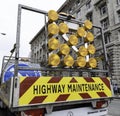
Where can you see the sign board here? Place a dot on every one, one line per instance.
(45, 90)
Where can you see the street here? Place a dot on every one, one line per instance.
(114, 108)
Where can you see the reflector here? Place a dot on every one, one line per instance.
(92, 63)
(89, 37)
(88, 25)
(54, 60)
(63, 28)
(53, 44)
(81, 62)
(68, 61)
(83, 51)
(91, 49)
(73, 40)
(53, 29)
(52, 15)
(64, 49)
(81, 32)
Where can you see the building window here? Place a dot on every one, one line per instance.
(118, 13)
(88, 4)
(107, 38)
(103, 9)
(118, 2)
(105, 23)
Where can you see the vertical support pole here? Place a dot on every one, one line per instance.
(15, 86)
(105, 53)
(17, 41)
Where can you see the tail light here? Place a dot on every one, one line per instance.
(101, 104)
(35, 112)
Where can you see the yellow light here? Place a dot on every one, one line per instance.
(89, 37)
(73, 40)
(88, 25)
(83, 51)
(81, 61)
(63, 28)
(91, 49)
(92, 63)
(53, 29)
(53, 44)
(64, 49)
(54, 60)
(68, 61)
(81, 32)
(52, 15)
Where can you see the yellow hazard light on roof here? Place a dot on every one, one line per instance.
(89, 37)
(91, 49)
(68, 61)
(54, 60)
(88, 25)
(52, 15)
(92, 63)
(53, 29)
(80, 62)
(53, 44)
(73, 40)
(64, 49)
(63, 28)
(83, 51)
(81, 32)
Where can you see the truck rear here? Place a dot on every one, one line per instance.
(73, 78)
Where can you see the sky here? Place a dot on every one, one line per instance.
(30, 23)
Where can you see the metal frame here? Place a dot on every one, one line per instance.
(64, 18)
(16, 80)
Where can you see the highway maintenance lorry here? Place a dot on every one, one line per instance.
(72, 79)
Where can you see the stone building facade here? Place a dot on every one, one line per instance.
(103, 13)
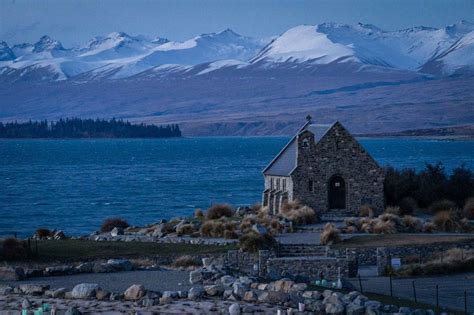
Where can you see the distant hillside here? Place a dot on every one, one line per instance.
_ _ _ _ _ _ _
Assignment:
Return exactly the lines running from the line with "Where can you see the metal" through the final line of the listing. Leave the pictures out.

Solution to this exercise:
Where can you see the metal frame here? Place a dot on every one, one line per instance.
(64, 18)
(16, 80)
Where can you see the highway maintenance lorry here? Place a dot on every one, one line per instance.
(72, 79)
Where can you see the stone building facade here? Place a dot on every one, one line per instance.
(103, 13)
Where can you see the distant hillside here? Place a dot on every one, one line per instance.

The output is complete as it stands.